Goal A:
Name the three kinds of people that the forum post on mortar fire below lists at its start.
Goal B:
Write the next part of the forum post on mortar fire below, continuing after its last sentence.

Selected extract:
━━━━

1. grogs--history/technical types

2. military type people

3. and gamers--that would be someone like me.

When CMBN came out, one could (even more than now) DIRECT FIRE an on-board mortar with amazing accuracy. It was better than MG fire, because of its HE effect, and one could essentially eliminate a target every turn. Put a few shells on target, directly, on the right, then the next minute switch and pin-point a few to a target to the left, for example.

Now, after some patches and engine upgrades, the mortar fire is less accurate, the MG fire is modeled to be more effective--and my sense is that mortar teams are spotted more easily when firing directly.

The grogs can debate some of the details, and the military types can give accounts of their experience--though I am going to go out on a limb and suggest there are no WW2 vets on this forum (I took care of them--literally a dying breed)--but the "feel" is certainly much better for a gamer like me.

I am aware of this, I've been around.

I was simply missing which specific patch did something about the overly accurate mortars.

━━━━

Stored data:

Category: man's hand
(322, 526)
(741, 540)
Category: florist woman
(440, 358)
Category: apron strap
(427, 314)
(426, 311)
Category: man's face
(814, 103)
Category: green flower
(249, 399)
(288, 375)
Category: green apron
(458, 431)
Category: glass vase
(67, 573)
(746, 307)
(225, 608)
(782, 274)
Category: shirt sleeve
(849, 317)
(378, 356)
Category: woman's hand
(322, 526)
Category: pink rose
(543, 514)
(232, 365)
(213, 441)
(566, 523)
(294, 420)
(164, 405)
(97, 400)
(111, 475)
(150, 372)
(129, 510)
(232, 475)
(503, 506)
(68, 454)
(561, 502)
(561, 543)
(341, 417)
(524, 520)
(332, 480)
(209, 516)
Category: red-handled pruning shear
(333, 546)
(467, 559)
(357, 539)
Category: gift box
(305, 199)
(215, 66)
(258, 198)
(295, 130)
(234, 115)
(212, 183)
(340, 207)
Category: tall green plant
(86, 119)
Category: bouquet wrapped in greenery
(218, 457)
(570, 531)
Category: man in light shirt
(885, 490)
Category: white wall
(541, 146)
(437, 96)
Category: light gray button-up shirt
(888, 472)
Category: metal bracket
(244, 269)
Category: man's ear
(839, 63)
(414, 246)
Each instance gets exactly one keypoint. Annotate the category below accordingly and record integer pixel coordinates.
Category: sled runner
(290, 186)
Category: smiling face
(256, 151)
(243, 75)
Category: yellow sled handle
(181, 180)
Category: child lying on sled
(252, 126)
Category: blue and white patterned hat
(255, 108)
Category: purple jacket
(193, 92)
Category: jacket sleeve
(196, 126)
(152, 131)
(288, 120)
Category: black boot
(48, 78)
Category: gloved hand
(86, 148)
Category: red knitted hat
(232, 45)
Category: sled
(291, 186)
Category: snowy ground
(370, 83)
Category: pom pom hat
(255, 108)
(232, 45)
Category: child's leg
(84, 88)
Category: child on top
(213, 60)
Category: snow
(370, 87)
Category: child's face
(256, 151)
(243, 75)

━━━━

Final result A:
1. Grogs: history and technical types
2. Military type people
3. Gamers

Final result B:
Also, in the early days the problem of overly powerful on board mortars was not simply caused by them being too accurate. The problem was also caused by the back of defending units being treated as if they have no cover at all. Where in reality there would be some kind of dugout, the game only modeled forward cover. Nobody wanted all fortifications to have even perfect 360 degrees defense. But in real life soldiers placing a gun or MG overnight were not completely ignorant of the possibility of mortar fire either. Simply treating the soldiers as standing in the open when a shell exploded behind them was contributing to the problem of death ray mortars. In reality company mortars had to work quite hard to get rid of individual guns. (and none of that goes into overhead cover, but that isn't required for this discussion)

Since I don't do dedicated isolated tests on CM anymore I would be curious to know the specifics of fixes, e.g. the change message in patches or maybe somebody did run isolated tests?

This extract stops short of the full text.